Short task
Counting lines in the listing below, how many contain the string "railing"? Give only the number.

Data listing
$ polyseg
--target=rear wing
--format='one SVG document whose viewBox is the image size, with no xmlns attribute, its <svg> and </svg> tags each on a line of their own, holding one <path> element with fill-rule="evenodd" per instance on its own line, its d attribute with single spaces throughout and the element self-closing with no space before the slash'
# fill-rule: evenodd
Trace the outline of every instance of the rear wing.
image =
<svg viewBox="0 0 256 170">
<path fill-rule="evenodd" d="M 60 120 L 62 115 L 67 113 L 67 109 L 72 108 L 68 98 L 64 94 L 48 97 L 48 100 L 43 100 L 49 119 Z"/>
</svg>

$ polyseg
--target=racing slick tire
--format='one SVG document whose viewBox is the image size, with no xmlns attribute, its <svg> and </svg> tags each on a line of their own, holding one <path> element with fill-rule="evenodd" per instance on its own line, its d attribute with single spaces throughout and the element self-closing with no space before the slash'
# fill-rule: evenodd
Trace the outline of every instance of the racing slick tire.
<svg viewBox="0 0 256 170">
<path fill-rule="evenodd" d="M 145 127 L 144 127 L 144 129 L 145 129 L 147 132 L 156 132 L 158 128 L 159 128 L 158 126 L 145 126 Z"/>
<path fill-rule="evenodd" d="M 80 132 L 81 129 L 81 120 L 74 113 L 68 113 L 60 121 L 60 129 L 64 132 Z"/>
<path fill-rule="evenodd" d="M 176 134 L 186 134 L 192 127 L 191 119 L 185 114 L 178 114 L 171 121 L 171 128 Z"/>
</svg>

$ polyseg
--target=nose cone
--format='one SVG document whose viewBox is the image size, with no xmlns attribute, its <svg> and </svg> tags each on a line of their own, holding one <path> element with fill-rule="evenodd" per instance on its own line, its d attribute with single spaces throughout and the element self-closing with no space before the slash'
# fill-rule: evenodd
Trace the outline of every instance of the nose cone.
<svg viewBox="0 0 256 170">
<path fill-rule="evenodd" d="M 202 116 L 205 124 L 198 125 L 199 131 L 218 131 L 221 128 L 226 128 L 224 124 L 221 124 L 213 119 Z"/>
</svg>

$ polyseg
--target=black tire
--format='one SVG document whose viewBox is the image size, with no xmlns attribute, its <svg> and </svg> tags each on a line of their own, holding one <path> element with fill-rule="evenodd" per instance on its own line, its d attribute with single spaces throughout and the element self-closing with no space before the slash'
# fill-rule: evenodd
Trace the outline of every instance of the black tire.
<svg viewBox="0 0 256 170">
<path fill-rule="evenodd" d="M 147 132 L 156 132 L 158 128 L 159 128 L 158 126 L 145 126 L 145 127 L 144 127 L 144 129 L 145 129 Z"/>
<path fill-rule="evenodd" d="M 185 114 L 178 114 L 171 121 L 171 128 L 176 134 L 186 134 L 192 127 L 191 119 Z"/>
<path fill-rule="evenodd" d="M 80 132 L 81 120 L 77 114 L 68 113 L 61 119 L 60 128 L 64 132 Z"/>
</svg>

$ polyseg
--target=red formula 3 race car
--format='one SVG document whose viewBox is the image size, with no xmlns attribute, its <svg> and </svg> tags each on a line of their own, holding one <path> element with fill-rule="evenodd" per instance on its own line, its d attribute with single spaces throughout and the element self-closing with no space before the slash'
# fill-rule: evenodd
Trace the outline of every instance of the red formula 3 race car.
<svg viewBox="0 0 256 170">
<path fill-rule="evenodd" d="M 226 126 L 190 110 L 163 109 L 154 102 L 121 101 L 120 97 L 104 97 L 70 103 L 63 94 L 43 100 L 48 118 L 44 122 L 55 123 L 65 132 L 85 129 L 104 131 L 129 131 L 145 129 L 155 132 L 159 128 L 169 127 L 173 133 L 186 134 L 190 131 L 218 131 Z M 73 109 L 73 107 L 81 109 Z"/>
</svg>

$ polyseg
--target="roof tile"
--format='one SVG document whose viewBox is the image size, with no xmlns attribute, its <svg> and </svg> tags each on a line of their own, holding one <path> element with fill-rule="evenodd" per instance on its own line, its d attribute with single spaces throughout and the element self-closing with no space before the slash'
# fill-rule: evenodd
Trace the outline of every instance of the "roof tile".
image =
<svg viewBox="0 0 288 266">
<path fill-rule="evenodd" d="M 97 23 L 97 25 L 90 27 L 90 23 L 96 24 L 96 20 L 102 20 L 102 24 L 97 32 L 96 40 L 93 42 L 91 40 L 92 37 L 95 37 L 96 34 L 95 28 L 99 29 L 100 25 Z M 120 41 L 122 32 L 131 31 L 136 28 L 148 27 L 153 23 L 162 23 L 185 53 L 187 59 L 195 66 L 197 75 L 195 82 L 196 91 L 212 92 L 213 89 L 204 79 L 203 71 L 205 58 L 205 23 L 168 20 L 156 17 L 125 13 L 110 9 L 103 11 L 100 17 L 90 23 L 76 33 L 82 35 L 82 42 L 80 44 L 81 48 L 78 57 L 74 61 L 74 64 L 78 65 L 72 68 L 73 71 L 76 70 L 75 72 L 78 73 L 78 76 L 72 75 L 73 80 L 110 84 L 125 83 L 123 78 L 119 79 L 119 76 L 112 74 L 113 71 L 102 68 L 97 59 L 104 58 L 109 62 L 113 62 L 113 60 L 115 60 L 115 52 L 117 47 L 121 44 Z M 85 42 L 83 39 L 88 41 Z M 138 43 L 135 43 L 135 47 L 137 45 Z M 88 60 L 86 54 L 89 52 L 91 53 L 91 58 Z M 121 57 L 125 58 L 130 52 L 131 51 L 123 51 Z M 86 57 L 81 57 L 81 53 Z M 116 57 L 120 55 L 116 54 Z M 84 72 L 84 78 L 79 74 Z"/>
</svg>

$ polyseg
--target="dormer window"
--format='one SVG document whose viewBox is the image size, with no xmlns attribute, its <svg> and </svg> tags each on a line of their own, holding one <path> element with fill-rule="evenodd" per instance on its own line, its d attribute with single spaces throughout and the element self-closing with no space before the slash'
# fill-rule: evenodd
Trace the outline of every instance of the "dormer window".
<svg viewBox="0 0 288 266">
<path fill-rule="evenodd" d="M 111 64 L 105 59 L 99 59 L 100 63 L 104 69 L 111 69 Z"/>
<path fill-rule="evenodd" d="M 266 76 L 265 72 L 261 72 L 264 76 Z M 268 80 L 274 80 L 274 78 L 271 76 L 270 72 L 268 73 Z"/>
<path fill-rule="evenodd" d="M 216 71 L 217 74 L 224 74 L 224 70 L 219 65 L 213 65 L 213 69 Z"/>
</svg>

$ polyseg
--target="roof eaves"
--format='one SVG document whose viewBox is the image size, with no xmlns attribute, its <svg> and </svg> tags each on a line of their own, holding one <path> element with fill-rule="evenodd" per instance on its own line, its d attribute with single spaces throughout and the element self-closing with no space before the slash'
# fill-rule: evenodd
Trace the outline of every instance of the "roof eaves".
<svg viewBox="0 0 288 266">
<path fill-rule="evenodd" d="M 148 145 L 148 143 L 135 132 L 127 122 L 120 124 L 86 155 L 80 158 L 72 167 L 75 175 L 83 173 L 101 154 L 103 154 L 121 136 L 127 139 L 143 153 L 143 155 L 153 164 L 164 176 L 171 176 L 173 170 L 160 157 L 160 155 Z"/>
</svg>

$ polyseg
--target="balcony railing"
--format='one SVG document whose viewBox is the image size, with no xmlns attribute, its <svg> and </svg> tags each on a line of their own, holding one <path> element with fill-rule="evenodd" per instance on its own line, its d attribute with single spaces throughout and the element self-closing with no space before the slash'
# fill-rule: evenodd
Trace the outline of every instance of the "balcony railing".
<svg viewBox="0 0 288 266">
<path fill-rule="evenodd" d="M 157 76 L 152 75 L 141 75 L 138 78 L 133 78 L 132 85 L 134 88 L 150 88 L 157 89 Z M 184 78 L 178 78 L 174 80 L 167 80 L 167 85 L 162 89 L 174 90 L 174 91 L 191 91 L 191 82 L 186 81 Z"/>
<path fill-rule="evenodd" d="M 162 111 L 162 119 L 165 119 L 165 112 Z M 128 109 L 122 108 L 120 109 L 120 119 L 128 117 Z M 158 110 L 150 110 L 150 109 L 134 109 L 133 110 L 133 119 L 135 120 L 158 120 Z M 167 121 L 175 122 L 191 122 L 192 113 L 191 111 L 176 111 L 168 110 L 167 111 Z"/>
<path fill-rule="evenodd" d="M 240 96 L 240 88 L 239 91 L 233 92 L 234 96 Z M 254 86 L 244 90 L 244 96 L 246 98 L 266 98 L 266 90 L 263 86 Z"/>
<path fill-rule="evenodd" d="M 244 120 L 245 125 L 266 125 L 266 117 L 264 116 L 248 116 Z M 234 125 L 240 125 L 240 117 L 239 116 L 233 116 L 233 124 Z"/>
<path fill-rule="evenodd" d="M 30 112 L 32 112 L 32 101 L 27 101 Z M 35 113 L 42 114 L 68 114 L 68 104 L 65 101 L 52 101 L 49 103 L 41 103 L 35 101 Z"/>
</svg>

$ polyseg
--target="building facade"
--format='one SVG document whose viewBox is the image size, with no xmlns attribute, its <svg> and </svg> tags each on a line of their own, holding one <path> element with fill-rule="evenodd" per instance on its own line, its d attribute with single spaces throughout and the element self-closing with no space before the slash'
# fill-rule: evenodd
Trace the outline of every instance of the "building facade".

Full solution
2